# Mexico Beach in June



## ATL2Destin (Apr 9, 2017)

I am headed to Mexico beach on June 1st. I normally fish out of Destin and am not too familiar with Mexico Beach. 

1st, is bait hard to locate coming out of the canal? In Destin it's easy to find coming out of the pass. 

2nd, How good is the snapper fishing on the Car Bodies? How crowded will that area be, with it being the opening of Snapper season? 

It's a family trip and there will be 3 small children with us, so I would like to put them on fish. Hopefully Snapper but Kings would work as well. Just would like to keep them busy.


----------



## trubluau (Apr 10, 2017)

I will be down there from June 2-11 and will go out as much as the wife allows. Bait is pretty abundant at the channel markers leaving Port St. Joe. There will be small snapper at the car bodies and should be plenty of kings. I don't know how big your boat is but there are plenty of numbers further offshore that will hold some nice fish. I normally fish in the 36-42 mile area. Good luck


----------



## ATL2Destin (Apr 10, 2017)

I will be fishing out of a bay boat, so 8-10 miles is what I feel comfortable with, especially with the kids on the boat. 

I will download all the MBARA numbers before we go though.


----------
+++++
[Problem set]:
(A) In the Mexico Beach thread, please rewrite the part that opens with the words containing "1st, is bait" and closes with "of Snapper season?", substituting "channel" for "canal".
(B) Where does the Mexico Beach thread say bait is pretty abundant?

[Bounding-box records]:
+++++
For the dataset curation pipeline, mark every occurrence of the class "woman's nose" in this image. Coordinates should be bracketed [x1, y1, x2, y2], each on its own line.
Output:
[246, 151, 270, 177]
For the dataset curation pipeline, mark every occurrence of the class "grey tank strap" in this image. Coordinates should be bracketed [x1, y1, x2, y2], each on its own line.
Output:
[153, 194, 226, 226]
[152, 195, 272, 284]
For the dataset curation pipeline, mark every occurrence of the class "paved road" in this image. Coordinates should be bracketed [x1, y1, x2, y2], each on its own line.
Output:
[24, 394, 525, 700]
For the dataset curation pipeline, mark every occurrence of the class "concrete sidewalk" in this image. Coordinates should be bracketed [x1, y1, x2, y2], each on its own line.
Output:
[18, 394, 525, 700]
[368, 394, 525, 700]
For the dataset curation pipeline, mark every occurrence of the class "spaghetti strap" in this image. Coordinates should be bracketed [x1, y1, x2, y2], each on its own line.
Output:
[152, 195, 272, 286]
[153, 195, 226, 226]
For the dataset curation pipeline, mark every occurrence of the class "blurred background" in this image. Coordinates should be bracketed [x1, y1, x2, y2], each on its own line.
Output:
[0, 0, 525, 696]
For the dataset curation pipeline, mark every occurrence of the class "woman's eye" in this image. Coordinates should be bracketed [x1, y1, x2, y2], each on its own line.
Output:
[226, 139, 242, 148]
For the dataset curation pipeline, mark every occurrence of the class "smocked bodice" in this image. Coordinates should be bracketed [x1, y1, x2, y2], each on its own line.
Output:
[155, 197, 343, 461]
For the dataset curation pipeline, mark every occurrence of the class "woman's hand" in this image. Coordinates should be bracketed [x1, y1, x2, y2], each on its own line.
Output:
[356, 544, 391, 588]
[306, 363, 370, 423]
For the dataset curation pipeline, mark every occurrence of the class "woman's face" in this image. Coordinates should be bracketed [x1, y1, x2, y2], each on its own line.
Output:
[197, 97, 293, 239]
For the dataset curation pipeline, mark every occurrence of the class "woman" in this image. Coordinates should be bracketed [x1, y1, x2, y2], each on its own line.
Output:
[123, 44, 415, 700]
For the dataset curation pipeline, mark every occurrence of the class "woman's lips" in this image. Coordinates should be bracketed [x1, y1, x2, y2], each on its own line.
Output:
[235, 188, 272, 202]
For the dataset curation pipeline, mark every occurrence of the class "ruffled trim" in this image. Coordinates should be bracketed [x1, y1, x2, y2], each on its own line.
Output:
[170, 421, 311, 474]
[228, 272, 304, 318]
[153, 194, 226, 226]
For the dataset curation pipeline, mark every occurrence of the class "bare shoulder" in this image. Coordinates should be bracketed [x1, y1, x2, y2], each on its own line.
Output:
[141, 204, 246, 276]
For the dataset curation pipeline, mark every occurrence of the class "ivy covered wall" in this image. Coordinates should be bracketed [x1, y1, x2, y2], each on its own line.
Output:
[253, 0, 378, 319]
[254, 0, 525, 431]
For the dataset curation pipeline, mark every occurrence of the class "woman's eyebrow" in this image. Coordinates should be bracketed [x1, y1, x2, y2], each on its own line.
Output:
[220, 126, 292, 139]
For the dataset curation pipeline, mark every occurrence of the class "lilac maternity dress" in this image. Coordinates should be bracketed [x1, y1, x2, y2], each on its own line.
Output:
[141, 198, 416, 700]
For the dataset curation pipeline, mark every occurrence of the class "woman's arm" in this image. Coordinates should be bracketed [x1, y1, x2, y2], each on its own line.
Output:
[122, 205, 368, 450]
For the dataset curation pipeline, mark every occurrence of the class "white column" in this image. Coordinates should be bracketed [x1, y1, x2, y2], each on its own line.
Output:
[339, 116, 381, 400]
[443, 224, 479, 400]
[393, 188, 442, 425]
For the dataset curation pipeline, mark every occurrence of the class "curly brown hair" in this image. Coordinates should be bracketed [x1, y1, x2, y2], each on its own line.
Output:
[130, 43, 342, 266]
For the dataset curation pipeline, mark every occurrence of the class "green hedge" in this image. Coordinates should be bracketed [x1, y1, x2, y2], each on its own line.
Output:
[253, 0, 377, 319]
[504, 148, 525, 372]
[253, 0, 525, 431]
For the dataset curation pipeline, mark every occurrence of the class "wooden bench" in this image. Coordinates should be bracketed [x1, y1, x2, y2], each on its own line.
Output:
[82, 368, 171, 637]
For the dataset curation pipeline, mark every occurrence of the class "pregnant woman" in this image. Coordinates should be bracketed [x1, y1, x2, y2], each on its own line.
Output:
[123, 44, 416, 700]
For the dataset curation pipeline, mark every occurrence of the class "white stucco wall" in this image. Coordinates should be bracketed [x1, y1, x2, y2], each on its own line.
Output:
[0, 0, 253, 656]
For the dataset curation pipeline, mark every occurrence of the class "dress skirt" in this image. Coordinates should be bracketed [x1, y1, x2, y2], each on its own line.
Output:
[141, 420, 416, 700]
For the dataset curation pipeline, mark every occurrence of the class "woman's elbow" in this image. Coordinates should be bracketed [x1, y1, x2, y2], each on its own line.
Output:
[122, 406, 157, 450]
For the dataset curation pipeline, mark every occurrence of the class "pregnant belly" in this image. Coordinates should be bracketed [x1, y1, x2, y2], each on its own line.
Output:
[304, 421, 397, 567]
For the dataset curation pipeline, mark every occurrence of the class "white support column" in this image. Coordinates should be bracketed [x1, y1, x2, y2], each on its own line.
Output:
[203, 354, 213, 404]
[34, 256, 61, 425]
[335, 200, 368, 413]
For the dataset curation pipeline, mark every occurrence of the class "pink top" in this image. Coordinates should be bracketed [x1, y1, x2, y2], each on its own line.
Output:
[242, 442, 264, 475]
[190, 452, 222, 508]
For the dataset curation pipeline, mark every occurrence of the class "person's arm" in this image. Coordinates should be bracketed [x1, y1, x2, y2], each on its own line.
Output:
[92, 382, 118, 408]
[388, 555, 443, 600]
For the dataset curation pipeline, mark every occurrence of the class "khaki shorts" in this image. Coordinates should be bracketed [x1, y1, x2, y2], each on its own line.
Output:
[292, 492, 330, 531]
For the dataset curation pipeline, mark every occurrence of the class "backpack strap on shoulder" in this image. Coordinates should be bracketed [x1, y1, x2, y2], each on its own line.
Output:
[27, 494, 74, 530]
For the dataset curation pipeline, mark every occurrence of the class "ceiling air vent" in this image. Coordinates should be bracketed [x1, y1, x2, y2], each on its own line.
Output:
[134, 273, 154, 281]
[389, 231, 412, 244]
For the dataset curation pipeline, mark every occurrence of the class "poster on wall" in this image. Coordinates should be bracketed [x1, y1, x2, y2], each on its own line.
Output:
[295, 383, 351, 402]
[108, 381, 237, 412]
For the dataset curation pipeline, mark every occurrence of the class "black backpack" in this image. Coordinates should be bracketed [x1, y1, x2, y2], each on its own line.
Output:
+++++
[Expected answers]:
(A)
1st, is bait hard to locate coming out of the channel? In Destin it's easy to find coming out of the pass. 

2nd, How good is the snapper fishing on the Car Bodies? How crowded will that area be, with it being the opening of Snapper season?

(B) At the channel markers leaving Port St. Joe.